■ Written exercise:
Substitute "Locate" for "You are to find" everywhere it occurs in the source data below, and give all the lines back with nothing else changed. Leave the pictures out of your answer.

[Source data]
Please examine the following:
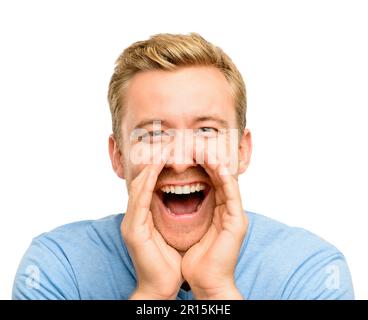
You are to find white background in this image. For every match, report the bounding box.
[0,0,368,299]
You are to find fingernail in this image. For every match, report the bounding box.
[220,166,230,175]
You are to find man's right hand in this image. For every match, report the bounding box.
[121,146,183,299]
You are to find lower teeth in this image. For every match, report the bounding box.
[166,203,202,216]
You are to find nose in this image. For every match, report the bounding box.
[165,130,197,174]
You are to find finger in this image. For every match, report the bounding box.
[128,145,172,224]
[193,147,226,205]
[218,165,243,216]
[194,148,243,215]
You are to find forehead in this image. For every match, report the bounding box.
[123,66,235,129]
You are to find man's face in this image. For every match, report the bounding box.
[117,66,250,252]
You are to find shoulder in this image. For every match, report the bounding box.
[239,212,353,299]
[13,214,130,299]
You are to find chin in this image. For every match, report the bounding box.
[156,219,212,253]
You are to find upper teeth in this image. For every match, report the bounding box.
[161,183,206,194]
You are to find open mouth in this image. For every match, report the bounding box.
[158,182,210,215]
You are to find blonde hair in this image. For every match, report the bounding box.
[108,33,247,141]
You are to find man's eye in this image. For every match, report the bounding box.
[196,127,218,138]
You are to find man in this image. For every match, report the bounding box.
[13,34,353,299]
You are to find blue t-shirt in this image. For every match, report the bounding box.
[13,211,354,300]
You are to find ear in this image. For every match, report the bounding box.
[109,134,125,179]
[238,128,252,174]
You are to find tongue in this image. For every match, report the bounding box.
[165,192,202,214]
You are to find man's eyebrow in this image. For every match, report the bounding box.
[194,116,229,128]
[134,116,229,129]
[134,119,166,129]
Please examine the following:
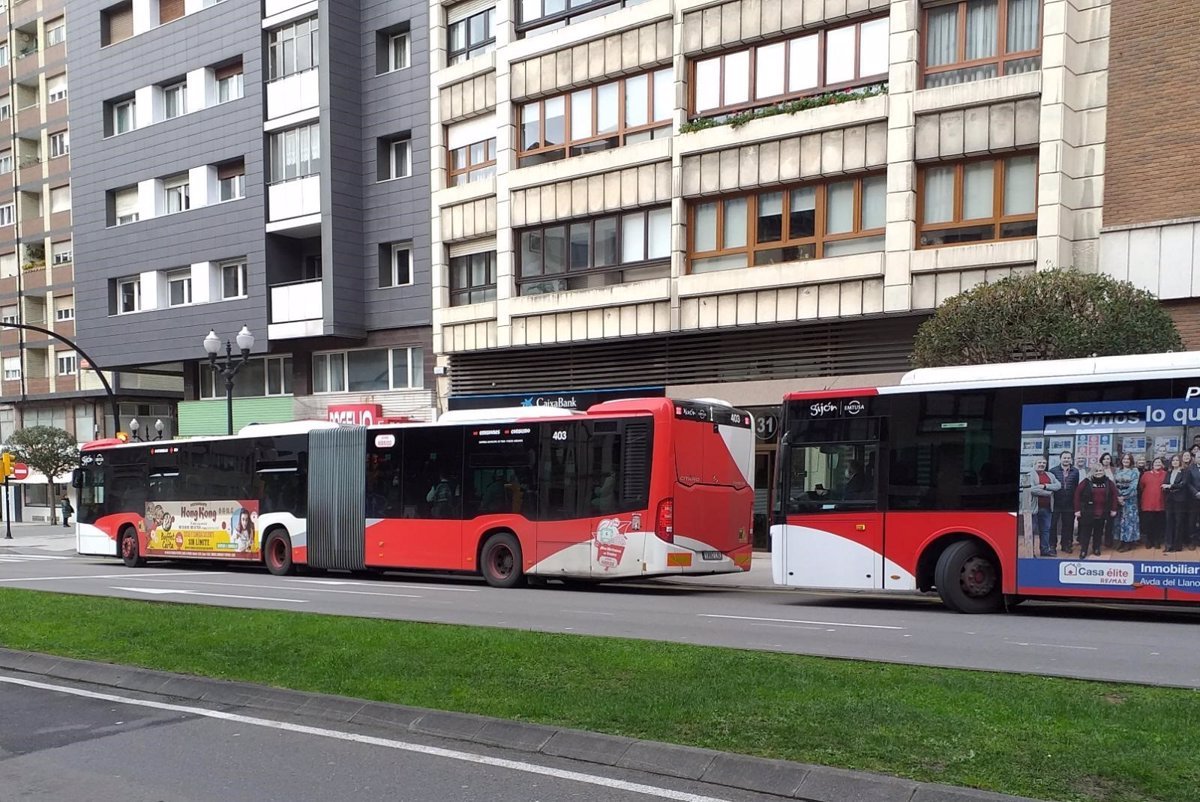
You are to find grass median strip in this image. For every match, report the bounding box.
[0,588,1200,802]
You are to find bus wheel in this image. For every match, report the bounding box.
[263,529,292,576]
[934,540,1004,612]
[479,532,522,587]
[121,526,146,568]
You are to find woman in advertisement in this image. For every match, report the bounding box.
[1114,451,1141,551]
[1138,456,1166,549]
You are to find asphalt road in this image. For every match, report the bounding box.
[7,549,1200,688]
[0,672,778,802]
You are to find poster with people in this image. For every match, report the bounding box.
[144,501,262,559]
[1018,399,1200,592]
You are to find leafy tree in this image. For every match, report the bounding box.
[7,426,79,523]
[912,270,1183,367]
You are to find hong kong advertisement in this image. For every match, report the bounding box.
[1018,399,1200,598]
[145,501,259,559]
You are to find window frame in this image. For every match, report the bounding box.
[512,205,671,295]
[446,6,496,66]
[516,66,674,168]
[446,250,497,306]
[116,276,142,315]
[164,268,193,309]
[109,97,138,137]
[54,351,79,376]
[312,346,425,395]
[688,14,888,119]
[162,173,192,215]
[162,80,187,122]
[917,150,1040,250]
[266,14,320,83]
[918,0,1045,88]
[446,137,496,186]
[217,259,250,300]
[49,130,71,158]
[388,31,413,72]
[379,243,413,289]
[686,170,887,274]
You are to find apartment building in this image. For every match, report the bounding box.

■ Solution to this problem:
Please examine the following:
Locate white background in this image. For every match, report the bounding box.
[0,0,368,299]
Locate fingernail in this image. For every match, report the bounding box.
[220,166,230,175]
Locate man's right hand in this image. For every match, report the bounding box.
[121,146,183,299]
Locate lower teeth in this image. For every match, report the bounding box.
[166,203,202,216]
Locate nose in this image. For every match, report the bounding box.
[165,130,197,174]
Locate finger in this image. For every match, report the bounding box.
[128,145,172,224]
[193,147,226,205]
[218,165,243,216]
[194,148,243,215]
Locate forehead in this image. For every match, report the bounding box.
[123,66,235,129]
Locate man's face in this image. For every match, report the bounding box.
[117,66,250,252]
Locate shoulder in this image. For every match, report the bounding box.
[239,212,353,299]
[13,214,130,299]
Locate chin in this image. For every match, report the bounding box.
[156,219,212,253]
Locate upper teeth in this image. For every match, report the bounding box.
[161,183,206,194]
Locate open mouth in this image. For every match, report the bounding box.
[158,182,210,215]
Locate blonde hair in this image. For every match, report the bounding box.
[108,33,247,141]
Locate man's eye in this image. For every match, report the bounding box.
[196,127,218,138]
Locate man in this image. For every match, report the bounding box.
[13,34,353,299]
Locate blue t-shirt in this image. For every match, report the bounding box.
[13,211,354,300]
Locate ear in this image. For every match, report the bounding box.
[109,134,125,179]
[238,128,252,174]
Locate tongue in this image. For every match, report the bounding box.
[165,192,202,214]
Locate man's eyebrow in this image. For every match, report the bounding box.
[194,116,229,128]
[134,116,229,129]
[134,119,166,129]
Please examine the following:
Locate grass median strip in this image. For every match, report the bounding box.
[0,588,1200,802]
Locate bus wheel in this image. For every match, report the bounding box.
[263,529,292,576]
[934,540,1004,612]
[479,532,522,587]
[121,526,146,568]
Locate woman in advertisement in this image. For every match, report the bounding box.
[1114,451,1141,551]
[1138,456,1166,549]
Locate asphalt road in this image. For every match, report the bounding box.
[7,549,1200,688]
[0,672,778,802]
Locate poster with people in this image. For every match, report the bounding box.
[144,501,262,559]
[1018,399,1200,592]
Locate leafy tree in this image. For every match, report the bounding box.
[7,426,79,523]
[912,270,1183,367]
Locate hong kong advertisement in this image. For every match, report the bounding box.
[1018,399,1200,598]
[145,501,259,559]
Locate window frame in this image. For every match, report the bounding box.
[512,205,671,295]
[446,6,496,66]
[516,66,674,168]
[446,250,497,306]
[116,276,142,315]
[164,268,193,309]
[109,97,138,137]
[54,351,79,376]
[312,346,425,395]
[688,14,888,119]
[162,173,192,215]
[162,80,187,122]
[917,150,1040,250]
[266,14,320,83]
[918,0,1045,88]
[446,137,496,186]
[217,259,250,300]
[49,130,71,158]
[388,31,413,72]
[379,243,413,289]
[686,170,887,274]
Locate apartment building in this image. For every match, report the bounding box.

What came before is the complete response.